> _AIM OF THE EXERCISE_
Please give again, exactly, every line of the material from the one containing "of the paper" to the end, including both of those lines.

*** SOURCE INFORMATION Section Begins ***

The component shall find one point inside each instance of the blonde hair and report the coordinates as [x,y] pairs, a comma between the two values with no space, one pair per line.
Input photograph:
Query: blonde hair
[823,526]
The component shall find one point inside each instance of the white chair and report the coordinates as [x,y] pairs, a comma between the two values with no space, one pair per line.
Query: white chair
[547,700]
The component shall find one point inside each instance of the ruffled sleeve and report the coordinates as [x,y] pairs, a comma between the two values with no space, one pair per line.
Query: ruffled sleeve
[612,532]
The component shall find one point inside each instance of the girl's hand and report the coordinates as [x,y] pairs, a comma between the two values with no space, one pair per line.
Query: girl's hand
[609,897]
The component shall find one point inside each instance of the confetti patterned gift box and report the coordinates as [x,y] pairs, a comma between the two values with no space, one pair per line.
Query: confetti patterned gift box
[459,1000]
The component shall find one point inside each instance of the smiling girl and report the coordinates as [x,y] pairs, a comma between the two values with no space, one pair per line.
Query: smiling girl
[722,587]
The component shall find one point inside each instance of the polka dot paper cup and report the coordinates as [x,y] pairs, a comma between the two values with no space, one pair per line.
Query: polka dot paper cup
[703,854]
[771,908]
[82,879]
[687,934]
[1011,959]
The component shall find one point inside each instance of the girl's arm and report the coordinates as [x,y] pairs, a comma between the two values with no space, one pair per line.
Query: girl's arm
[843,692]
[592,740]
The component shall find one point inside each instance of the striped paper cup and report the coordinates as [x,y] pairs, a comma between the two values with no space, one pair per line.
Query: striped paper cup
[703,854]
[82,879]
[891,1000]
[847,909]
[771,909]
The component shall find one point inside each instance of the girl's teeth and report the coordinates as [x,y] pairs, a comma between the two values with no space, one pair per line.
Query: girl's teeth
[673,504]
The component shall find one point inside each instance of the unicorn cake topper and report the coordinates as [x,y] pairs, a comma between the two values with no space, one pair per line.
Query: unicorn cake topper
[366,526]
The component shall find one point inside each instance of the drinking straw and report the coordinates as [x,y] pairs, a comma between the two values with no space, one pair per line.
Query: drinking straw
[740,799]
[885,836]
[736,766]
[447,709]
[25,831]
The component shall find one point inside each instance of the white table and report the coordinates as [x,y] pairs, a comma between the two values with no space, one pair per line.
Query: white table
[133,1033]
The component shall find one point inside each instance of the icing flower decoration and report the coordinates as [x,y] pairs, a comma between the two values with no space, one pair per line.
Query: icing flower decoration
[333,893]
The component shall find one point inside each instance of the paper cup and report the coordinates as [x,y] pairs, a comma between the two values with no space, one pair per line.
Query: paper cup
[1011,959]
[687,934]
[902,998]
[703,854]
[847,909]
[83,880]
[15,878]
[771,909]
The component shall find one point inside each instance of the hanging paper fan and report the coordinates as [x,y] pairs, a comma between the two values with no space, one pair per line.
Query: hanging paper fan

*** SOURCE INFORMATION Section Ends ***

> _RESULT OF THE TASK_
The component shall find one point inside each instance of the paper cup and report the coordinates as [x,y] pairs, a comma between the two values with no space, one pair per line.
Query: paper cup
[1011,959]
[687,934]
[902,998]
[703,854]
[847,909]
[83,880]
[15,878]
[771,909]
The component shall find one point inside each instance of the hanging paper fan and report the coordinates as [x,y] pairs, a comma between the two values with no space, one pair per line.
Query: hanging paper fan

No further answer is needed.